SHORT TASK 1: From the film entry, reproduce everything from "Adventures of Nils Holgersson (Swedish: Nils" down to "International Film Festival." without any changes.
SHORT TASK 2: According to the film entry, why is Selma Lagerlöf credited? Answer in one to three sentences.
SHORT TASK 3: Name every actor the film entry lists under "Starring."

- Directed by: Kenne Fant
- Screenplay by: Tage Aurell Kathrine Aurell
- Based on: The Wonderful Adventures of Nils by Selma Lagerlöf
- Produced by: Kenne Fant
- Starring: Sven Lundberg Max von Sydow Annika Tretow
- Cinematography: Max Wilén
- Edited by: Carl-Olov Skeppstedt
- Music by: Torbjörn Lundquist
- Release date: 12 September 1962 (Sweden);
- Running time: 98 minutes
- Country: Sweden
- Language: Swedish

= Adventures of Nils Holgersson =

1962 film

Adventures of Nils Holgersson (Swedish: Nils Holgerssons underbara resa) is a 1962 Swedish film directed by Kenne Fant and is based on the novel The Wonderful Adventures of Nils by Selma Lagerlöf. It was entered into the 3rd Moscow International Film Festival.

COLLECTED MATERIAL:
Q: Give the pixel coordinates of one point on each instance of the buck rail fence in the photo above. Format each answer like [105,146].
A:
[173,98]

FULL RESPONSE 1:
Adventures of Nils Holgersson (Swedish: Nils Holgerssons underbara resa) is a 1962 Swedish film directed by Kenne Fant and is based on the novel The Wonderful Adventures of Nils by Selma Lagerlöf. It was entered into the 3rd Moscow International Film Festival.

FULL RESPONSE 2: Selma Lagerlöf is credited because the film is based on her novel The Wonderful Adventures of Nils.

FULL RESPONSE 3:
- Sven Lundberg
- Max von Sydow
- Annika Tretow